### GESTELLTE AUFGABE 1
Aktualisiere den Abschnitt der Einträge, der mit deren erster Zeile beginnt und mit der Zeile schließt, die „574L509 568L505 568L504“ enthält, beide Grenzen eingeschlossen: Ersetze darin „dark hair“ durch „black hair“ und gib ausschließlich diese Zeilen sonst unverändert aus.

### AUSGEWÄHLTER TEXTAUSZUG
────

Sein dritter Saisonsieg nach Levi und Alta Badia hätte zugleich sein wertvollster und Österreichs einziger Triumph bei der 70. Auflage der Hahnenkammrennen in Kitzbühel werden können, letztlich musste Reinfried Herbst aber eine bittere Enttäuschung hinnehmen. Der 31-Jährige rutschte im Ganslernhang-Slalom nach Halbzeitführung und kapitalem Fehler im zweiten Durchgang auf den 26. Platz zurück, nachdem er schon im Vorjahr als souveräner Leader in der Entscheidung gescheitert war.
Kitzbühel und Herbst - eine unerwiderte Liebe: "Ich weiß nicht, was da los ist", sagte der 31-Jährige deprimiert. "Es war ganz genau so wie in der vergangenen Saison. Ich führte und fühlte mich vor dem zweiten Durchgang am Start ebenso großartig und sicher, es hat mir richtig getaugt. Und dann passiert wieder so ein Malheur. Im Slalom bewegt man sich eben immer am Limit."
Unerfüllter Kindheitstraum
Dass in Kitzbühel ("Hier zu gewinnen ist ein Kindheitstraum") die Nerven eine entscheidende Rolle gespielt hätten, der Druck vor inoffiziell 30.000 Zusehern - allein sein Unkener Fanclub war mit 600 Leuten angereist - zu groß gewesen sei, schließt der siebenfache Slalomweltcup-Sieger vehement aus. "Das ist für die Zuschauer ein größeres Problem als für mich im Starthaus, da bin ich voll konzentriert und denke nur an meinen Job. Meine Nerven habe ich gut im Griff", sagte Herbst gegenüber ORF.at.

────

### BEREITGESTELLTES MATERIAL
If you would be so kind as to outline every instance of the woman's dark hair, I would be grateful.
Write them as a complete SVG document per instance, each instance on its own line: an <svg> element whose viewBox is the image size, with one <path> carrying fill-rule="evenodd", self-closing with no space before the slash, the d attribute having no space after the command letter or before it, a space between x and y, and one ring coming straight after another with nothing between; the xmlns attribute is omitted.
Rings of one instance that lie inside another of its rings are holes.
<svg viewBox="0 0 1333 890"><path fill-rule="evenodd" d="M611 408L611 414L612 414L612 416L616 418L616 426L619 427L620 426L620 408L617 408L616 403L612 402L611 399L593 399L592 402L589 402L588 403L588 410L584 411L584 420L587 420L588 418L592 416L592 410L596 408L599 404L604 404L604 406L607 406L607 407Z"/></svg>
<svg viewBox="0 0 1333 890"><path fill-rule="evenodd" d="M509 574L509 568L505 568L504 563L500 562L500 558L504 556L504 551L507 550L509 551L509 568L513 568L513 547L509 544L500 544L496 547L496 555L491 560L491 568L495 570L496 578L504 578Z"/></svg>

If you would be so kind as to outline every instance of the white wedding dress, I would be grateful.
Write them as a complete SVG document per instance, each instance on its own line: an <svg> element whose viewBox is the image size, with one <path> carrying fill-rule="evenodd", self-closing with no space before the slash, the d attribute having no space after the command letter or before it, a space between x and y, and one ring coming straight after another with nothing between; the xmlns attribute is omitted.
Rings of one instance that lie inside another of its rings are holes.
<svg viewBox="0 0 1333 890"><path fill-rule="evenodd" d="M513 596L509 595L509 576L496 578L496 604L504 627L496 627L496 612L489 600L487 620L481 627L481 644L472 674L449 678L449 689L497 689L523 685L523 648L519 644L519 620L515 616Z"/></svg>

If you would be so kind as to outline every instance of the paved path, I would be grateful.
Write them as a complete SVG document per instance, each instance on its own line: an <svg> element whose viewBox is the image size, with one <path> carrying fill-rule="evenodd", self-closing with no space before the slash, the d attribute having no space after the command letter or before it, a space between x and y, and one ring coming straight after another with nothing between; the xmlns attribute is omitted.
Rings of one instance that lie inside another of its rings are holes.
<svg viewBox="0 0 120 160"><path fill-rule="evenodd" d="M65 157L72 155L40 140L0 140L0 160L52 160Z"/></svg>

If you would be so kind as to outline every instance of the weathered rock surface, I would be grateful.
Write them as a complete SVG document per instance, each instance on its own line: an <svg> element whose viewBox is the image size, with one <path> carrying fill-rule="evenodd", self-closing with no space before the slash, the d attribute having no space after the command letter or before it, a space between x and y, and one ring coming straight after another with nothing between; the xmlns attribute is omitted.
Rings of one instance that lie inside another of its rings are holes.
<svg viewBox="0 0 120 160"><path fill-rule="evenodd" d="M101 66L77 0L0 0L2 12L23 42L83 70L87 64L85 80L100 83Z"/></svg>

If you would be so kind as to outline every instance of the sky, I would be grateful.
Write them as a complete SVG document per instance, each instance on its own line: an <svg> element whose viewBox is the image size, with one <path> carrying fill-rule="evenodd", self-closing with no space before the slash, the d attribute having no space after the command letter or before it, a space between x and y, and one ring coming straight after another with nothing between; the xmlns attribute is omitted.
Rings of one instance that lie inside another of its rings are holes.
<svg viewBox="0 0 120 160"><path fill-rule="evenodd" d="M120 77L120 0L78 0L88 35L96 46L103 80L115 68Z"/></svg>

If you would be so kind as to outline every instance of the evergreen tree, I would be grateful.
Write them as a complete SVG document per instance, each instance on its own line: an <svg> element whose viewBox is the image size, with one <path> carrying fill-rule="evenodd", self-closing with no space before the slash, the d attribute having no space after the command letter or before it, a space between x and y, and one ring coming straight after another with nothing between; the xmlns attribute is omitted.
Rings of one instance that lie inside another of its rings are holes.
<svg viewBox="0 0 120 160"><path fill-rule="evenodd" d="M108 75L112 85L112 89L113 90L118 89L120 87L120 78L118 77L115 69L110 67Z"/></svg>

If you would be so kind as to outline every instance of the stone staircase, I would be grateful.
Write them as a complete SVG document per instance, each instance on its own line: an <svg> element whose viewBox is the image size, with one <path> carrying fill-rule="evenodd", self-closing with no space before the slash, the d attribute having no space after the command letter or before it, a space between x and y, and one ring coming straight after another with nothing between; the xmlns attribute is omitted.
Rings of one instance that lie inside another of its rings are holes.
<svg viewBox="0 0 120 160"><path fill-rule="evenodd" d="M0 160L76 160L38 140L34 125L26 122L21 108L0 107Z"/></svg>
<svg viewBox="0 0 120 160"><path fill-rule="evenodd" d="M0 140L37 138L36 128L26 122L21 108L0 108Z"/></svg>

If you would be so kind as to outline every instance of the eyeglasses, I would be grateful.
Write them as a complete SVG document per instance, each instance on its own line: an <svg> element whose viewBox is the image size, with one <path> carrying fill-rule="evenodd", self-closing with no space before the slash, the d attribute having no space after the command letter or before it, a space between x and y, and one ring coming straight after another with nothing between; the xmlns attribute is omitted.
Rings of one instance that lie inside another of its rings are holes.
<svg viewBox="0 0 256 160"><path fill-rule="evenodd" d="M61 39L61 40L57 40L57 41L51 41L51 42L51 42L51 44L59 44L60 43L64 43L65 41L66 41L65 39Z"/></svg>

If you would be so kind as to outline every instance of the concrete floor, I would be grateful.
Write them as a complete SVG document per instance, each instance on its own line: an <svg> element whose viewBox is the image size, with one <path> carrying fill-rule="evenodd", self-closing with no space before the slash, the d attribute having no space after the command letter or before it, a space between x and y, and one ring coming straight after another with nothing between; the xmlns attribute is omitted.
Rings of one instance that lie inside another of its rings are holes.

────

### GESTELLTE AUFGABE 2
Wiederhole aus dem Bericht über den Kitzbüheler Slalom wortgetreu den Abschnitt, der mit den Worten „Unerfüllter Kindheitstraum“ beginnt und mit „Herbst gegenüber ORF.at.“ schließt.

### LÖSUNG DER AUFGABE 1
If you would be so kind as to outline every instance of the woman's black hair, I would be grateful.
Write them as a complete SVG document per instance, each instance on its own line: an <svg> element whose viewBox is the image size, with one <path> carrying fill-rule="evenodd", self-closing with no space before the slash, the d attribute having no space after the command letter or before it, a space between x and y, and one ring coming straight after another with nothing between; the xmlns attribute is omitted.
Rings of one instance that lie inside another of its rings are holes.
<svg viewBox="0 0 1333 890"><path fill-rule="evenodd" d="M611 408L611 414L612 414L612 416L616 418L616 426L619 427L620 426L620 408L617 408L616 403L612 402L611 399L593 399L592 402L589 402L588 403L588 410L584 411L584 420L587 420L588 418L592 416L592 410L596 408L599 404L604 404L604 406L607 406L607 407Z"/></svg>
<svg viewBox="0 0 1333 890"><path fill-rule="evenodd" d="M509 574L509 568L505 568L504 563L500 562L500 558L504 556L504 551L507 550L509 551L509 568L513 568L513 547L509 544L500 544L496 547L496 555L491 560L491 568L495 570L496 578L504 578Z"/></svg>

### LÖSUNG DER AUFGABE 2
Unerfüllter Kindheitstraum
Dass in Kitzbühel ("Hier zu gewinnen ist ein Kindheitstraum") die Nerven eine entscheidende Rolle gespielt hätten, der Druck vor inoffiziell 30.000 Zusehern - allein sein Unkener Fanclub war mit 600 Leuten angereist - zu groß gewesen sei, schließt der siebenfache Slalomweltcup-Sieger vehement aus. "Das ist für die Zuschauer ein größeres Problem als für mich im Starthaus, da bin ich voll konzentriert und denke nur an meinen Job. Meine Nerven habe ich gut im Griff", sagte Herbst gegenüber ORF.at.